━━ BRANO ESTRATTO

Mi guardo in giro e mi coglie il sospetto che sia stata mandata dalla proprietà a causa del mio comportamento evidentemente disagiato. Probabilmente mi credono un qualche maniaco dell'igiene e hanno mandato la vikingona a rassicurarmi.
- Mi dicevano dei bonus.
Lei annuisce professionalmente: - Con i sessanta euro della tariffa base hai diritto a trenta minuti in stanza, rapporto orale alla francese...
- In che senso alla francese? (Nella mia immagine il rapporto orale alla francese potrebbe anche significare tre baci alternati destra sinistra sulla guancia del pisello).
E lei mi dice: - Convertible.
Convertible? - Come convertible?
- Senza capote.
- Ahhhhh... - ma tu guarda come sono metaforiche queste troione vikinghe.
- E poi rapporto standard coperto. Nei bonus c'è Cim, Cib, Anal...
- Ma mi hanno detto che c'è il listino nelle stanze.
Lei annuisce: - Sì, il listino coi disegni, ma è per chi non parla inglese, tu parli inglese e posso spiegarti io.
- No, io voglio vedere il listino - dico.
- Sessanta euro, ti porto in stanza, e puoi guardare e toccare quello che vuoi.

━━━━

**DA SVOLGERE**
a – Riproduci parola per parola il brano sulle tariffe, tutto da "Mi guardo in" giù fino a "- Come convertible?".
b – Scrivi il seguito del brano sulle tariffe, ripartendo subito dopo la sua ultima battuta.

━━ ESTRATTI DEI DATI

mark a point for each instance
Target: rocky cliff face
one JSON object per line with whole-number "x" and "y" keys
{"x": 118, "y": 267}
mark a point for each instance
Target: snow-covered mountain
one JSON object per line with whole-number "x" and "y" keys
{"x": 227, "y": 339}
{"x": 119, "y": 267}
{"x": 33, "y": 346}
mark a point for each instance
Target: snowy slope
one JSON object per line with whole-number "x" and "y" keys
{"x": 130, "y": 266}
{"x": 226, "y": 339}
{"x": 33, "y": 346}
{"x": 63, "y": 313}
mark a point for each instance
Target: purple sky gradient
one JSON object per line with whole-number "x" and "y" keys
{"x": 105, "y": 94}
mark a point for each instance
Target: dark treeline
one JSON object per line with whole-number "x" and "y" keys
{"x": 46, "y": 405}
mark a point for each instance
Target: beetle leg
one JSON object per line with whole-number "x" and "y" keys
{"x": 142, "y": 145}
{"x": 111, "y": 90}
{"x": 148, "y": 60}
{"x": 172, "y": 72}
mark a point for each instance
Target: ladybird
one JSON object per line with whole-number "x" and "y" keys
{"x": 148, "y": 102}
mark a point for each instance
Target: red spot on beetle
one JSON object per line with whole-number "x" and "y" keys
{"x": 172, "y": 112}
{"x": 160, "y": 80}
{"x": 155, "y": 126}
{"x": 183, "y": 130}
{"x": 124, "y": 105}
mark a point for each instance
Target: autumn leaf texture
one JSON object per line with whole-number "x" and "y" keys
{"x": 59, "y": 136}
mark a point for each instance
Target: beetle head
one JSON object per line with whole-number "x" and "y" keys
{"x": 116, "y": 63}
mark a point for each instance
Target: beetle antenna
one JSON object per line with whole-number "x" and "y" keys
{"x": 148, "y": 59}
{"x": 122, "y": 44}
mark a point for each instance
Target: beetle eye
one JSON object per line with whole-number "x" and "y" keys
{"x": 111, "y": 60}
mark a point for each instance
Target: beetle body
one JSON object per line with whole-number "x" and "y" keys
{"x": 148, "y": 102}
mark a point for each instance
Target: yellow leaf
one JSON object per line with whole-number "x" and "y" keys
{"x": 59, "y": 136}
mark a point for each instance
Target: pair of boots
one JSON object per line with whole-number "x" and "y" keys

━━━━

**RISULTATI**
a –
Mi guardo in giro e mi coglie il sospetto che sia stata mandata dalla proprietà a causa del mio comportamento evidentemente disagiato. Probabilmente mi credono un qualche maniaco dell'igiene e hanno mandato la vikingona a rassicurarmi.
- Mi dicevano dei bonus.
Lei annuisce professionalmente: - Con i sessanta euro della tariffa base hai diritto a trenta minuti in stanza, rapporto orale alla francese...
- In che senso alla francese? (Nella mia immagine il rapporto orale alla francese potrebbe anche significare tre baci alternati destra sinistra sulla guancia del pisello).
E lei mi dice: - Convertible.
Convertible? - Come convertible?

b –
- Andiamo - dico.
Lei guarda l'orologino: - Fra sette minuti mi dice.
- Non bevi lo champagne?
Lei guarda la bottiglietta con disgusto e disprezzo: - Sei pazzo? Fa schifo. E' dolcissimo.
- Ah ecco.
La stanza in cui mi porta è decorata in uno stile che definirei egiziano alieno, suppongo che il decoratore sia devoto a una qualche forma di credenza degli antichi visitatori extraterrestri.
Lei chiude la porta alle mie spalle e mi mostra il listino, appeso alla porta.
Sgrano gli occhi: il listino è una meraviglia. Ci sono i disegnini tipo segnali stradali. Ad esempio: il cazzetto che eiacula sulle tette è vietato con una croce rossa, ma accanto c'è lo stesso cazzetto che viene sulle tette, senza croce e il prezzo: + 40 euro.
Il CIM (cum in mouth) viene offerto all'onesto prezzo di “più sessanta euro”.
Un po' più caro l' “anal”: più cento euro.
- Rimming, spanking, gagging “and other” sono oggetto di libera contrattazione - mi avverte la vikinga.
Io sono ipnotizzato da quella specie di codice della strada.
- Guarda che consumi, o non consumi sono sempre sessanta euro, visto che oramai siamo entrati in stanza.
Tornati al piano di sotto, e sbrigate le pratiche commerciali in cash (c'è anche un funzionalissimo bancomat all'interno del bordello) lei mi saluta con due baci sulla guancia e mi avverte che va in decompressione. E' obbligatoria anche se non si è fatto niente. Suppongo che, oltre a una forma di rispetto per la lavoratrice e il cliente, sia anche una maniera per garantire a tutte (anche alle più bruttine) la maniera di lavorare.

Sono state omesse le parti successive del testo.